◆ **Problem**
Reproduce the part of the data that opens with the line containing "Labeling batch C. For the image above, tag the heart" and runs through the end of the data, requests included. Multiply every coordinate in the answers by 2.55 and round each result to a whole number, with halves rounded up.

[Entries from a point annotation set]
┄┄┄┄┄┄

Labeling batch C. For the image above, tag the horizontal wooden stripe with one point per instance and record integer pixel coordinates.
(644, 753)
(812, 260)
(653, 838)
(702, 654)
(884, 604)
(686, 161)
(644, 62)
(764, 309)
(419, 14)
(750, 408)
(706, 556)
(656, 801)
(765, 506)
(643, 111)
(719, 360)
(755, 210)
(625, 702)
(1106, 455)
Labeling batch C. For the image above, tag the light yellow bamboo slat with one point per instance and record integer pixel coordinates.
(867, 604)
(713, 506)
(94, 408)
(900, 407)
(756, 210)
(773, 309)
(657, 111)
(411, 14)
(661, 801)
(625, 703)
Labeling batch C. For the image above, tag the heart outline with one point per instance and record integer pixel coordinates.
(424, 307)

┄┄┄┄┄┄

◆ **Exercise response**
Labeling batch C. For the image above, tag the heart outline with one point per instance and record integer pixel coordinates.
(1081, 783)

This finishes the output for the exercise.